==== DOCUMENT EXTRACT

Infiniband versus Ethernet
Networking Technologies
Last updated
Copyright Continuum Labs - 2023
Networking Technologies
Last updated
InfiniBand and Ethernet are both networking technologies used for data communication, but they have different origins, architectures, and target applications.
InfiniBand is a high-performance, low-latency interconnect standard designed for connecting servers, storage systems, and other data centre components. It was developed specifically for high-performance computing (HPC) and other data-intensive applications.
Ethernet is a widely-used, general-purpose networking technology that connects devices in local area networks (LANs) and wide area networks (WANs). It was initially designed for office environments and has evolved to support a wide range of applications and speeds.
Both InfiniBand and Ethernet are technology standards, not specific products. They define the rules and specifications for communication between devices in a network.
Various vendors develop and manufacture products (such as network adapters, switches, and cables) that adhere to these standards.

========
==== STORED RECORDS

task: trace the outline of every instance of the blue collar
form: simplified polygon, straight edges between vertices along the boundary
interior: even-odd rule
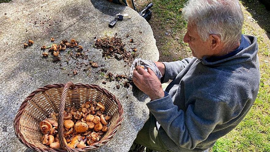
[[[226,58],[228,58],[233,56],[238,53],[240,51],[248,47],[250,45],[249,42],[247,41],[243,34],[241,36],[241,42],[240,43],[240,45],[233,52],[226,55],[220,57],[212,57],[206,59],[206,60],[209,62],[214,62],[217,61],[223,60]]]

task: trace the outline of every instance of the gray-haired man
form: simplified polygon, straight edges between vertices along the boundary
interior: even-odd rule
[[[194,57],[156,62],[154,73],[138,67],[133,81],[148,95],[149,120],[135,142],[162,151],[199,152],[237,126],[258,93],[257,39],[241,34],[244,16],[236,0],[190,0],[184,41]]]

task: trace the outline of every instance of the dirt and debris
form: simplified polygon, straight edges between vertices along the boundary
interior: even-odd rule
[[[23,44],[23,47],[24,48],[26,48],[28,46],[32,45],[34,44],[34,41],[33,40],[28,40],[28,44],[25,43]]]
[[[108,36],[98,37],[94,43],[96,48],[102,49],[102,57],[105,58],[114,57],[118,60],[124,60],[130,65],[137,56],[135,52],[127,51],[125,45],[119,37]]]

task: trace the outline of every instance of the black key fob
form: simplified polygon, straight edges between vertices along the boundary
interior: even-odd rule
[[[117,20],[116,19],[115,19],[114,20],[112,20],[112,21],[109,23],[109,26],[110,27],[112,27],[114,26],[114,25],[115,25],[115,23],[116,23],[116,21],[117,21]]]
[[[124,16],[123,15],[117,15],[117,17],[116,17],[116,18],[117,18],[117,19],[122,21],[123,20],[123,17]]]

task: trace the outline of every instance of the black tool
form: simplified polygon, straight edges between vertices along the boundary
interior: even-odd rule
[[[148,4],[148,5],[145,6],[143,10],[139,12],[139,14],[142,16],[143,18],[145,18],[146,21],[148,21],[150,20],[152,17],[152,11],[149,9],[152,7],[153,5],[154,4],[152,3]]]
[[[114,26],[114,25],[115,25],[115,23],[116,23],[117,21],[117,19],[116,18],[114,18],[114,19],[112,20],[109,23],[109,26],[110,27],[113,27]]]

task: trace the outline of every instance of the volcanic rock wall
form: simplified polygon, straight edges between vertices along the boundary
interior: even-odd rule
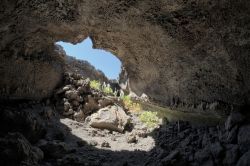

========

■ REQUIRED ACTIONS ■
A) According to the networking page, what kind of environments was Ethernet initially designed for?
B) Translate this sentence from the networking page into Spanish: "Both InfiniBand and Ethernet are technology standards, not specific products."
C) Output the part of the networking page that starts at "InfiniBand is a" and ends at "applications and speeds.".
Work only from the networking page.

■ RESPONSES BY TASK ■
A) Office environments.

B) Tanto InfiniBand como Ethernet son estándares tecnológicos, no productos específicos.

C)
InfiniBand is a high-performance, low-latency interconnect standard designed for connecting servers, storage systems, and other data centre components. It was developed specifically for high-performance computing (HPC) and other data-intensive applications.
Ethernet is a widely-used, general-purpose networking technology that connects devices in local area networks (LANs) and wide area networks (WANs). It was initially designed for office environments and has evolved to support a wide range of applications and speeds.